**What you are asked to do**
Each record below must be returned exactly as shown.

**Record extracts**

— begin —

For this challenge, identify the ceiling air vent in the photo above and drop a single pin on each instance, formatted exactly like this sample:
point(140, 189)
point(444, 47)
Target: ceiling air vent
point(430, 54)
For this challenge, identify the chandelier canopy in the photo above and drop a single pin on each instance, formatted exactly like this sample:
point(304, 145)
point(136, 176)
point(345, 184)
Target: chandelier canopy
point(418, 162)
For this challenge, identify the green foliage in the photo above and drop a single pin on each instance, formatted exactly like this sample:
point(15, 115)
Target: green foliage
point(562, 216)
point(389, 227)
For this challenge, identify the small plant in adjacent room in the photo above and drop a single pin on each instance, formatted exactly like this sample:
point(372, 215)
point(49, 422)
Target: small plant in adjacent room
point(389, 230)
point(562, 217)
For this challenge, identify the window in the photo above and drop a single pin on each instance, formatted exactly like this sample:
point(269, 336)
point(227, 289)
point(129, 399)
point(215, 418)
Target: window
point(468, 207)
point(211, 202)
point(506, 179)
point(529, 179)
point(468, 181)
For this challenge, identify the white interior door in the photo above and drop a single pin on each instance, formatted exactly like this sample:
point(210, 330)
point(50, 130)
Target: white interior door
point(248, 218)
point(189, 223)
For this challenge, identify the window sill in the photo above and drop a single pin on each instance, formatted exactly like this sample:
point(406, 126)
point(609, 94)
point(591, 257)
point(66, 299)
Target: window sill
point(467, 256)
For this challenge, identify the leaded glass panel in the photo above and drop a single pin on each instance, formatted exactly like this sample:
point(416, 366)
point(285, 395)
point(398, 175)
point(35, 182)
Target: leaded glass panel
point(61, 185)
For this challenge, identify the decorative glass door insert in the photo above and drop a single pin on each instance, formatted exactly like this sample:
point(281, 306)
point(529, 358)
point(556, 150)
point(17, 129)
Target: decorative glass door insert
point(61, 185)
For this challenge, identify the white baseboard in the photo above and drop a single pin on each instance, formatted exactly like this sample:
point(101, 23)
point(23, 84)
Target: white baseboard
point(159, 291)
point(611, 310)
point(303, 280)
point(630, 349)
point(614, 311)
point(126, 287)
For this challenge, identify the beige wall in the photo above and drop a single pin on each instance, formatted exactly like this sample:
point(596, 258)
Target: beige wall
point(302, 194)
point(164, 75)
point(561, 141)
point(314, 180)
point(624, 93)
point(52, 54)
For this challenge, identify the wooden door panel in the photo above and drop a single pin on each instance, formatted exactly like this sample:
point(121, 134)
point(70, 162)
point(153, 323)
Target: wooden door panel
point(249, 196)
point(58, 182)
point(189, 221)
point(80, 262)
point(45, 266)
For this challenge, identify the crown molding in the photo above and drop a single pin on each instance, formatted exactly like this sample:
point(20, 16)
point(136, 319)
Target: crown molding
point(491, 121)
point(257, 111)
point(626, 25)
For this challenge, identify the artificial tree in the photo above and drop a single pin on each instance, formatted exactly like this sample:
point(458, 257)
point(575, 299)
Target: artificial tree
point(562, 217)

— end —

**Answer below**
For this challenge, identify the ceiling air vent in the photo above and drop a single pin on each instance, formatted exactly like this sample:
point(140, 189)
point(444, 47)
Target: ceiling air vent
point(430, 54)
For this challenge, identify the chandelier canopy in the photo above and drop a single pin on each instance, formatted exactly like this sample:
point(304, 145)
point(136, 176)
point(345, 184)
Target: chandelier canopy
point(418, 162)
For this challenge, identify the green foliage in the photo above and drop a single pin on each instance, formatted exactly like this sample:
point(15, 115)
Target: green foliage
point(562, 216)
point(389, 227)
For this challenge, identify the small plant in adjacent room in the photo above and drop a single pin on each instance, formatted exactly like this sample:
point(372, 215)
point(49, 422)
Target: small plant in adjacent room
point(389, 230)
point(562, 217)
For this challenge, identify the window in the photo above and drop a single pin on each instance, formatted exactly like this sample:
point(269, 336)
point(227, 289)
point(129, 399)
point(215, 418)
Target: window
point(468, 207)
point(211, 202)
point(506, 179)
point(529, 179)
point(468, 181)
For this challenge, identify the white interior door in the photo above and drop a single pin on each instance, formatted exactly like this sample:
point(210, 330)
point(50, 130)
Target: white interior door
point(248, 218)
point(189, 223)
For this challenge, identify the window sill in the photo above and drop a single pin on each instance, formatted exactly like this sample:
point(406, 126)
point(609, 94)
point(591, 257)
point(66, 299)
Target: window sill
point(467, 256)
For this challenge, identify the leaded glass panel in the photo above and drop a single pin on each instance, formatted exactly like this sample:
point(416, 366)
point(285, 395)
point(398, 175)
point(35, 182)
Target: leaded glass panel
point(61, 185)
For this challenge, identify the decorative glass door insert in the photo above and drop a single pin on each instance, formatted exactly like this sample:
point(281, 306)
point(529, 358)
point(556, 150)
point(17, 129)
Target: decorative glass door insert
point(61, 185)
For this challenge, identify the white baseboard in the photo above and drop a single pin on each instance, formatted exactly like this sample:
point(101, 23)
point(23, 84)
Target: white baseboard
point(159, 291)
point(611, 310)
point(303, 280)
point(630, 349)
point(614, 311)
point(126, 287)
For this challenge, identify the beige wall in the photo above and drop a single pin on each instance, formatted exactly like this sample:
point(596, 258)
Target: beige wall
point(302, 194)
point(164, 75)
point(561, 141)
point(314, 180)
point(624, 93)
point(52, 54)
For this challenge, identify the wooden door panel in the photo above and drop a single pin on each instance, formatted exactly like this sample:
point(121, 134)
point(70, 162)
point(153, 323)
Target: wooden door panel
point(249, 196)
point(58, 182)
point(189, 221)
point(80, 262)
point(45, 266)
For this challenge, identify the crown molding in the photo above and drop a single pin on each instance, formatted exactly like this sample:
point(20, 16)
point(136, 319)
Target: crown molding
point(491, 121)
point(257, 111)
point(626, 25)
For this challenge, identify the artificial tree in the photo above and drop a single pin on each instance, formatted exactly like this sample:
point(458, 257)
point(575, 299)
Target: artificial tree
point(562, 217)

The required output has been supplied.